• Data:

┏━━

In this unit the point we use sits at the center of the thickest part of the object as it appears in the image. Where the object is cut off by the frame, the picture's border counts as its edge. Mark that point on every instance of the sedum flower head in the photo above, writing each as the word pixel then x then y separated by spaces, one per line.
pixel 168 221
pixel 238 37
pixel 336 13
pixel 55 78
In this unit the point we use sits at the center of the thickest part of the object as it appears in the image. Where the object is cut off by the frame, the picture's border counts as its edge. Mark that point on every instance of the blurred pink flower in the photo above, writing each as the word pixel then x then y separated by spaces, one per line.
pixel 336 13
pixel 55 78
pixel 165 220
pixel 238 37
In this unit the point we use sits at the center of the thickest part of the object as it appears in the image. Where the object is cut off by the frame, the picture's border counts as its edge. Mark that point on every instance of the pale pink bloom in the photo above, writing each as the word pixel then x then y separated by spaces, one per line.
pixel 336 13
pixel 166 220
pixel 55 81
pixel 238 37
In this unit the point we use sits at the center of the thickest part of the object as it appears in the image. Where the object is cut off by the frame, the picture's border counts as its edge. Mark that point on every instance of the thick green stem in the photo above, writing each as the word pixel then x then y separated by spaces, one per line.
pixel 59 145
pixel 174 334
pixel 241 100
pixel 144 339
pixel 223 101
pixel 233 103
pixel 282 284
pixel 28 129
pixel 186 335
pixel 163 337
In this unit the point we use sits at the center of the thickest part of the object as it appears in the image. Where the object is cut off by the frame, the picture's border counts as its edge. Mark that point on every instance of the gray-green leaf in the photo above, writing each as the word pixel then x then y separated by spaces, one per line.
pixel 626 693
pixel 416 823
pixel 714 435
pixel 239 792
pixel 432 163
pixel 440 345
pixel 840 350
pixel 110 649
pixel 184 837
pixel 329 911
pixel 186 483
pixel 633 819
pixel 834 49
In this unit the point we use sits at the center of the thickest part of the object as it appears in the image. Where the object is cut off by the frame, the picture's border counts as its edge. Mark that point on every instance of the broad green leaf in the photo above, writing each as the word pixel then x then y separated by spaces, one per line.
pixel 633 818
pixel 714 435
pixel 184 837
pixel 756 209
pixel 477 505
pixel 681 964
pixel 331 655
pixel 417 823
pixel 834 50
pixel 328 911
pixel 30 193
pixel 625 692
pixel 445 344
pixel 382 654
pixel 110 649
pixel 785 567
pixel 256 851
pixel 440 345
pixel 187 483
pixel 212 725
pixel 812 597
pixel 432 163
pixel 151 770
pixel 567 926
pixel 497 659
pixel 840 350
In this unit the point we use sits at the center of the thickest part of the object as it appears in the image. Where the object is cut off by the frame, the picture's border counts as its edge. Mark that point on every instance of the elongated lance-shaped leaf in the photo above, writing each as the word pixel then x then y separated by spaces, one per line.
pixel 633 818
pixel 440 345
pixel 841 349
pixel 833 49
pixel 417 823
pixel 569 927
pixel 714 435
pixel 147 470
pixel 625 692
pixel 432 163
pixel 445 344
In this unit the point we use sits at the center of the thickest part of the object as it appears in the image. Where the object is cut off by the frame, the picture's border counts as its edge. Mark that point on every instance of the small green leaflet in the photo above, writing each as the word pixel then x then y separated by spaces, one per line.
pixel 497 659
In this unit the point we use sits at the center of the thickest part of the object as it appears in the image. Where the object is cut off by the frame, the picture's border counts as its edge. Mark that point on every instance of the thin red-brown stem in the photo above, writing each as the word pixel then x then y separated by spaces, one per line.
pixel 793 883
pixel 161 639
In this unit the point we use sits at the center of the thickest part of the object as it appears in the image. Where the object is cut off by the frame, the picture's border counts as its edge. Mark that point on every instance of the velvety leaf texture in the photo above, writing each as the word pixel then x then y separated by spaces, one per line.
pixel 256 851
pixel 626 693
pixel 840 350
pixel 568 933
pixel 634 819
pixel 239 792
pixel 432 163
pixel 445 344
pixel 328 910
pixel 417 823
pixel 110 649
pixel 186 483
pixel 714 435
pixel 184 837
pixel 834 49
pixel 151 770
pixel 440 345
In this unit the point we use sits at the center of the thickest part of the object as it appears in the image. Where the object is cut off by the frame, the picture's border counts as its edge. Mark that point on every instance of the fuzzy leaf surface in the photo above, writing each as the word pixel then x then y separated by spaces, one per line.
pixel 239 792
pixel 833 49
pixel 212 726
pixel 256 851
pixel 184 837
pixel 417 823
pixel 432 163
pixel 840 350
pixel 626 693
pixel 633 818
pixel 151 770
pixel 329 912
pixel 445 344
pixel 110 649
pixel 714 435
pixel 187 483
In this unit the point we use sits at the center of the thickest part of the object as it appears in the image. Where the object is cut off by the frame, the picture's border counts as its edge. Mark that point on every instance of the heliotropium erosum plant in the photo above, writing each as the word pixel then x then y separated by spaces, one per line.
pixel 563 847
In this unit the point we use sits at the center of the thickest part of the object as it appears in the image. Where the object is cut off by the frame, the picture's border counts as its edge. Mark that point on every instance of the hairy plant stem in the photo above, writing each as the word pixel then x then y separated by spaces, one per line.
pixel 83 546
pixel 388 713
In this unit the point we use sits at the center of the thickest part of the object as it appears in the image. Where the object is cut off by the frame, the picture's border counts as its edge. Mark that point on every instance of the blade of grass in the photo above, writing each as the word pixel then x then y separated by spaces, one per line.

┗━━
┏━━

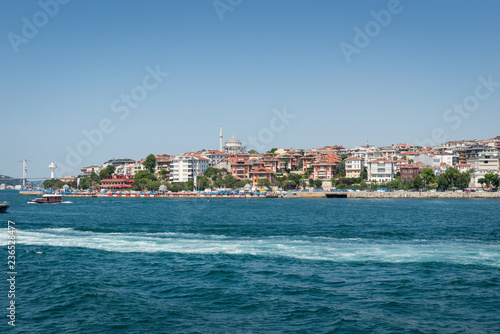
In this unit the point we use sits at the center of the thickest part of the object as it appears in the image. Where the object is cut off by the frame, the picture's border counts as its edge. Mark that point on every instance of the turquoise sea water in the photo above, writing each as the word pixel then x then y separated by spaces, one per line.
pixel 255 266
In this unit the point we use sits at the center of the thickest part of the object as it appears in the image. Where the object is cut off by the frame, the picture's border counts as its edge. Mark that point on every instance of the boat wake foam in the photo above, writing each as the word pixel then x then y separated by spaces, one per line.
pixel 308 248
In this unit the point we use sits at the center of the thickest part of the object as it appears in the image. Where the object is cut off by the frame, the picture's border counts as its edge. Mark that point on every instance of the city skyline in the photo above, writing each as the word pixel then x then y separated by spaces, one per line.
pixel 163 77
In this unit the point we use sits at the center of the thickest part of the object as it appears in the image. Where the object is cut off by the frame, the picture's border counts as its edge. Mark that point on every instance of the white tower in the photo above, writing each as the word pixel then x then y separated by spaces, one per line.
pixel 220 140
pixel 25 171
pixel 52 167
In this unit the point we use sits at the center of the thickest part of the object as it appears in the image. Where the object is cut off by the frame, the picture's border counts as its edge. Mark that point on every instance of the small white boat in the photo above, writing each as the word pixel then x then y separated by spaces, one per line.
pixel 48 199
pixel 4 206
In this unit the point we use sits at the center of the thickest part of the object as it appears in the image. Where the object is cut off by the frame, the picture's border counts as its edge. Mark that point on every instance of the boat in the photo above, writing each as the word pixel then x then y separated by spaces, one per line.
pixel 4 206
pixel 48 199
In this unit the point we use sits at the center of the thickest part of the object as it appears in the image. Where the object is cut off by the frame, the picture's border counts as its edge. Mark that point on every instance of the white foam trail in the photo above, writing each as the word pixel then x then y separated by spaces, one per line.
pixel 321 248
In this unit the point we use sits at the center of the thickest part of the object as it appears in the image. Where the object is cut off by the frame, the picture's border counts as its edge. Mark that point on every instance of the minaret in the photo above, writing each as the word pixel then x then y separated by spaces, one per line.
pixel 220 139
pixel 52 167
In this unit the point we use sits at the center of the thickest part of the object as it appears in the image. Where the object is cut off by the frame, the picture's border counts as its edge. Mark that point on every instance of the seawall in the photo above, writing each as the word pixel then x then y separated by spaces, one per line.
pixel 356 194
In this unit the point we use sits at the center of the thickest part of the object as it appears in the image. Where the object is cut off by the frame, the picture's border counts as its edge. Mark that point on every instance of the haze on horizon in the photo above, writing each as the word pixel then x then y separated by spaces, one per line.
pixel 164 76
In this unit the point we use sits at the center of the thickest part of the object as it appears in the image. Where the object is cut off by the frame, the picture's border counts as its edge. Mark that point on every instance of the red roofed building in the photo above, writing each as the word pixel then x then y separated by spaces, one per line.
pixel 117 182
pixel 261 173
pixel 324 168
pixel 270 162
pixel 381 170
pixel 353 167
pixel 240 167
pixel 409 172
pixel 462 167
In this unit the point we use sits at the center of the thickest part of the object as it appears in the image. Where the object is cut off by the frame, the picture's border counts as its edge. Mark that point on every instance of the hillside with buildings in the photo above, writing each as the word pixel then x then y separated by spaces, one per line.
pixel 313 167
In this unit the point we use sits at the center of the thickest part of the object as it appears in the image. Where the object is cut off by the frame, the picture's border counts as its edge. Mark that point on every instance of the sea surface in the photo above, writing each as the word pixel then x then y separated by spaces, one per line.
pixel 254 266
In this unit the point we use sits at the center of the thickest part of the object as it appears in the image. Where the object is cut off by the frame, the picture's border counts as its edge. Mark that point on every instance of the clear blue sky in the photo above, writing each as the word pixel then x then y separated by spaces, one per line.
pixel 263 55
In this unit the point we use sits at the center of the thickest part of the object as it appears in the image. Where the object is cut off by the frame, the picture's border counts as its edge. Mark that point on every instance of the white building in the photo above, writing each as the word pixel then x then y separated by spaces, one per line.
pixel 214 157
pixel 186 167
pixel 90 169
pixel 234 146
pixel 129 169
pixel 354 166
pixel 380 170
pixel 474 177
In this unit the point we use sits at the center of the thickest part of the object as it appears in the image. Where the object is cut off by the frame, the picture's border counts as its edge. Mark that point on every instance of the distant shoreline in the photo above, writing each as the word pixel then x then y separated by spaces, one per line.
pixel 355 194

┗━━
┏━━

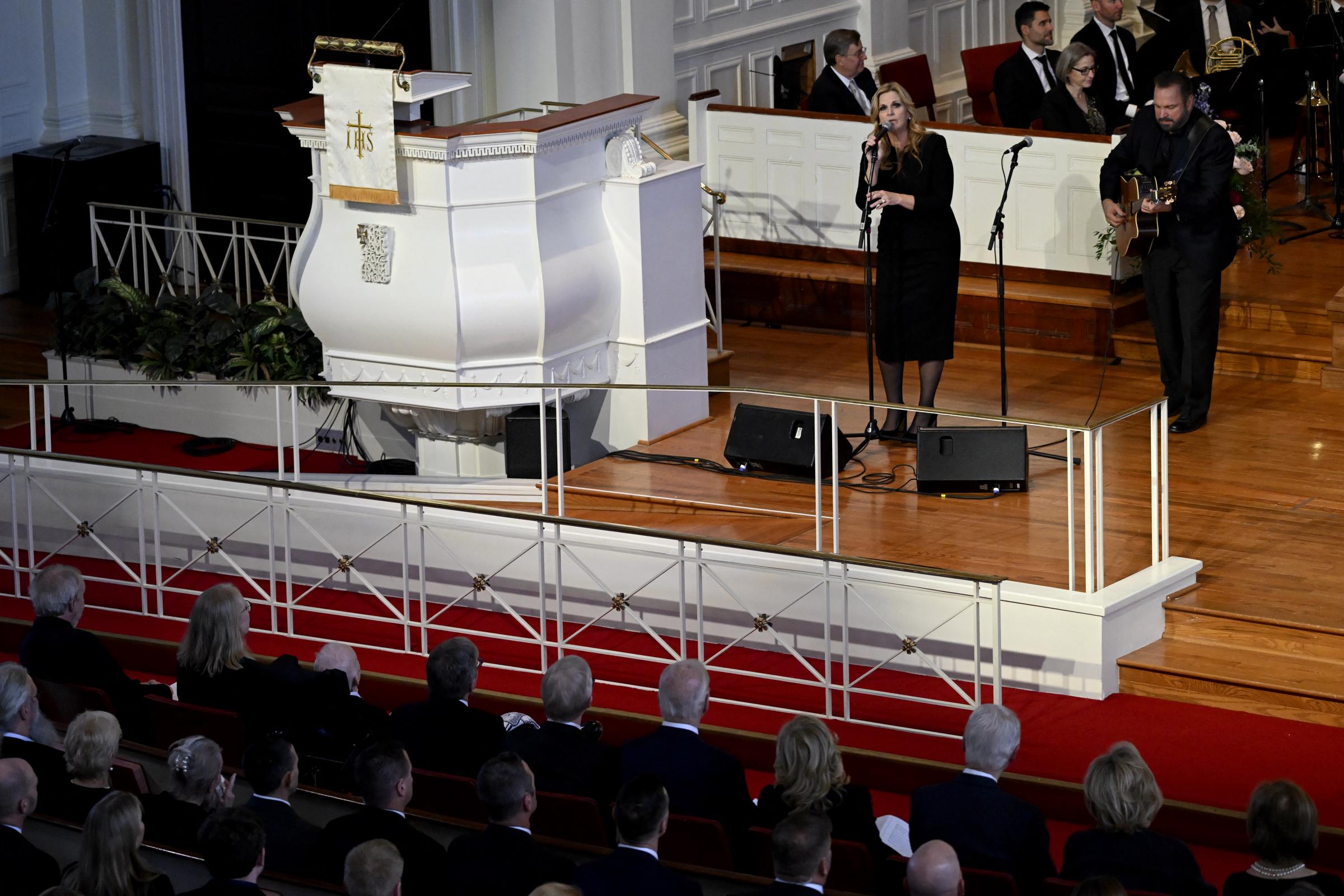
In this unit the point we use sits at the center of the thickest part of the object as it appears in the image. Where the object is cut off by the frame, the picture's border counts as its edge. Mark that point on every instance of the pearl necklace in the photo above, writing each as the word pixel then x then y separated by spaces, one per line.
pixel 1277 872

┗━━

The required output is the stretch of entries above from the line containing "of the heliotropium" through the line containing "of the blade", reproduced exactly.

• Answer:
In this unit the point we use sits at the center of the thickest part of the object as it appears in the image. Where the object is cut off by the frame, the picture's border counts as its edge. Mark that point on every instance of the heliotropium erosum plant in the photo above, writing each as the word pixel then x then y separated by spaces, one per line.
pixel 563 847
In this unit the point we use sits at the center of the thickest part of the object as it appears in the image. Where the object is cut off by the frame, the picture's border counts as its edge. Mark that point on every instance of the hairy plant stem in the photo above, writing each as the word pixel then x then y separated by spaces, one per line.
pixel 83 546
pixel 388 713
In this unit the point we use sits at the center of the thickest part of the object as it appears in the image. Where the object is cut off by the frame, the picture's border counts as its edge. Mark that point on every instance of the blade of grass in the photo above, writing each as the word pixel then x then y separated by spaces, one per line.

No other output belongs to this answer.